**Task to complete**
Return, verbatim and in full, the records that follow, but not their pictures.

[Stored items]
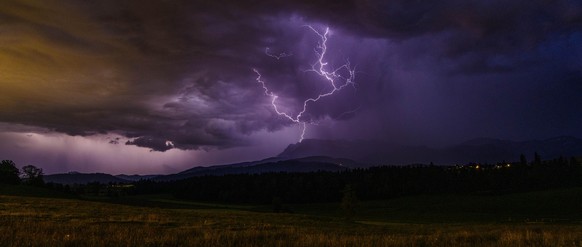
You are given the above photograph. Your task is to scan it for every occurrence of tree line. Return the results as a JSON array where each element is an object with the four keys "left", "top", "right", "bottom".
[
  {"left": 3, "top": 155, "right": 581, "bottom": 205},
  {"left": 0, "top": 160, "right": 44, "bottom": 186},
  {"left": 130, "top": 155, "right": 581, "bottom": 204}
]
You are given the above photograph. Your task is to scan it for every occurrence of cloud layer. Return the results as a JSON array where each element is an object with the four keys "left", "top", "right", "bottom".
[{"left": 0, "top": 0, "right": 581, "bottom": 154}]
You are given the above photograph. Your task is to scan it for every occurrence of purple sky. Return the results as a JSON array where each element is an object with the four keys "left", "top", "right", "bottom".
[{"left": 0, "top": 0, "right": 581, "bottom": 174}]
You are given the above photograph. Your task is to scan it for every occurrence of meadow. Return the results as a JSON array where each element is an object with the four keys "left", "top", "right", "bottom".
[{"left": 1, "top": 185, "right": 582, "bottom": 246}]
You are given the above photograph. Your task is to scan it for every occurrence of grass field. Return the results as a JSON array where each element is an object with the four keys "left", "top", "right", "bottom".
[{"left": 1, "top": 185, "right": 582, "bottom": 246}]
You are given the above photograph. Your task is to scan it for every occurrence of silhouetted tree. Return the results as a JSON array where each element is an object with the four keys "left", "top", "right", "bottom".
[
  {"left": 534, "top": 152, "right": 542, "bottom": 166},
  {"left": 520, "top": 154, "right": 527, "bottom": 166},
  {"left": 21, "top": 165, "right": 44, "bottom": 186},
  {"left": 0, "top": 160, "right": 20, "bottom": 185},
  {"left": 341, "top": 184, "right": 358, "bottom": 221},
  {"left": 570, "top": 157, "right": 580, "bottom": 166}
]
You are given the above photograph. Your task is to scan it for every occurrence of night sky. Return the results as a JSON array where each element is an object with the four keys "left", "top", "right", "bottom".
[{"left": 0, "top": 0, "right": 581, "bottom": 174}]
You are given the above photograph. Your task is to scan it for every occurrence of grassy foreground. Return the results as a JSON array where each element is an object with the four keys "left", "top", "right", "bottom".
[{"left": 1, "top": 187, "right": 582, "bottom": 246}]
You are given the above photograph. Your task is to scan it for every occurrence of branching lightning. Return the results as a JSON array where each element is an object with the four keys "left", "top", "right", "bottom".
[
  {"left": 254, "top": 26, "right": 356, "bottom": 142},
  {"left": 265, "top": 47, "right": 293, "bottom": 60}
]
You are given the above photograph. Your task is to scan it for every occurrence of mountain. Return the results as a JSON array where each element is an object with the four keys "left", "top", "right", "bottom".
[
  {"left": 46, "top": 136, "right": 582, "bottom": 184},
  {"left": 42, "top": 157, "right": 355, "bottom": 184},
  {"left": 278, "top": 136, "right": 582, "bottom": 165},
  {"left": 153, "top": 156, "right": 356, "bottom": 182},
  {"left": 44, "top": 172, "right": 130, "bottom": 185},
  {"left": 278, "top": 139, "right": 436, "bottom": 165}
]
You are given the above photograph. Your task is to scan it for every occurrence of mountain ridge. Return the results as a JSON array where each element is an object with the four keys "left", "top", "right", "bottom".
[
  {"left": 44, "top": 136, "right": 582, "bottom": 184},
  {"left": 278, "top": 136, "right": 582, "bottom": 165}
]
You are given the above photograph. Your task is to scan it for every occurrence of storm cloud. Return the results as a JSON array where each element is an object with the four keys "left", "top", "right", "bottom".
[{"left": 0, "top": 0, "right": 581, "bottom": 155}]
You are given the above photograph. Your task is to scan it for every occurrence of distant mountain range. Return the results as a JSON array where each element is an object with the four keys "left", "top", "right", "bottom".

**Answer to this task**
You are given the above photograph. Your task is to scan it for every occurrence of tree line. Return the results as a JSON array where each element is an object with the four keys "left", "top", "right", "bottom".
[
  {"left": 3, "top": 155, "right": 581, "bottom": 205},
  {"left": 0, "top": 160, "right": 44, "bottom": 186},
  {"left": 130, "top": 155, "right": 581, "bottom": 204}
]
You are given the above photograph. Your task is to scan it for every occurrence of cloud layer. Return the results as a JSON array where each element is an object with the four keys "left", "top", "right", "bottom".
[{"left": 0, "top": 0, "right": 581, "bottom": 154}]
You are given the above photograph. Your task is to scan it for every occurrence of purple sky. Return the results as a JSON array where each element is an object with the four keys "left", "top", "right", "bottom".
[{"left": 0, "top": 0, "right": 581, "bottom": 174}]
You are given the above photograph. Your task is to scan it for every occurrence of meadow. Return the results as a JSON array where each element is an object with the four keys "left", "top", "right", "bottom".
[{"left": 1, "top": 185, "right": 582, "bottom": 246}]
You are given the above photograph. Your task is to scan it for every occurrence of grass field. Return the results as a JSON array where each element is an object with the four keys "left", "top", "right", "bottom".
[{"left": 1, "top": 185, "right": 582, "bottom": 246}]
You are given the above photograph. Your task is to scan it for every occurrence of silhouetted tree. Return the results as a JSON array where each element is an object with the four keys "left", "top", "right", "bottom".
[
  {"left": 534, "top": 152, "right": 542, "bottom": 166},
  {"left": 520, "top": 154, "right": 527, "bottom": 166},
  {"left": 21, "top": 165, "right": 44, "bottom": 186},
  {"left": 0, "top": 160, "right": 20, "bottom": 185},
  {"left": 341, "top": 184, "right": 358, "bottom": 221},
  {"left": 570, "top": 157, "right": 580, "bottom": 166}
]
You are given the above photograph. Your task is to scan it for every occurrence of night sky. Return the results as a JSON array where each element is an object with the four keys "left", "top", "right", "bottom".
[{"left": 0, "top": 0, "right": 581, "bottom": 174}]
You are given the above photograph. Your task is to scan it for every occurrence of grassy foreground. Return the results as a JSON array where each element is an object with the four keys "left", "top", "right", "bottom".
[{"left": 1, "top": 187, "right": 582, "bottom": 246}]
You are given the above photograph. Your task is to scan it for every occurrence of branching lightning. Return the results as a JSON array where each element is an object with the four keys "left", "top", "right", "bottom".
[
  {"left": 254, "top": 26, "right": 356, "bottom": 142},
  {"left": 265, "top": 47, "right": 293, "bottom": 60}
]
You are given the above photograph. Your task is to scan it for every occurrence of mountain. Return the results as a JSON array where each element is an object with the four keys "left", "top", "right", "bottom".
[
  {"left": 46, "top": 136, "right": 582, "bottom": 184},
  {"left": 42, "top": 157, "right": 355, "bottom": 184},
  {"left": 278, "top": 136, "right": 582, "bottom": 165},
  {"left": 153, "top": 156, "right": 356, "bottom": 182},
  {"left": 44, "top": 172, "right": 130, "bottom": 185},
  {"left": 278, "top": 139, "right": 436, "bottom": 165}
]
You are given the above photograph. Your task is to scan it for every occurrence of mountain ridge. Return the results as a JSON array where each element is an object with the four keys "left", "top", "right", "bottom".
[
  {"left": 44, "top": 136, "right": 582, "bottom": 184},
  {"left": 278, "top": 136, "right": 582, "bottom": 165}
]
You are given the above photograph. Your task is to scan it for every occurrence of storm cloud. Return the results as a JSON array where each element is an object with the four keys "left", "top", "right", "bottom".
[{"left": 0, "top": 0, "right": 581, "bottom": 155}]
You are given the above photograph. Your task is to scan it for every occurrence of distant mountain range. Return the results as a JSON array where each element is an object with the four keys "left", "top", "right", "bottom".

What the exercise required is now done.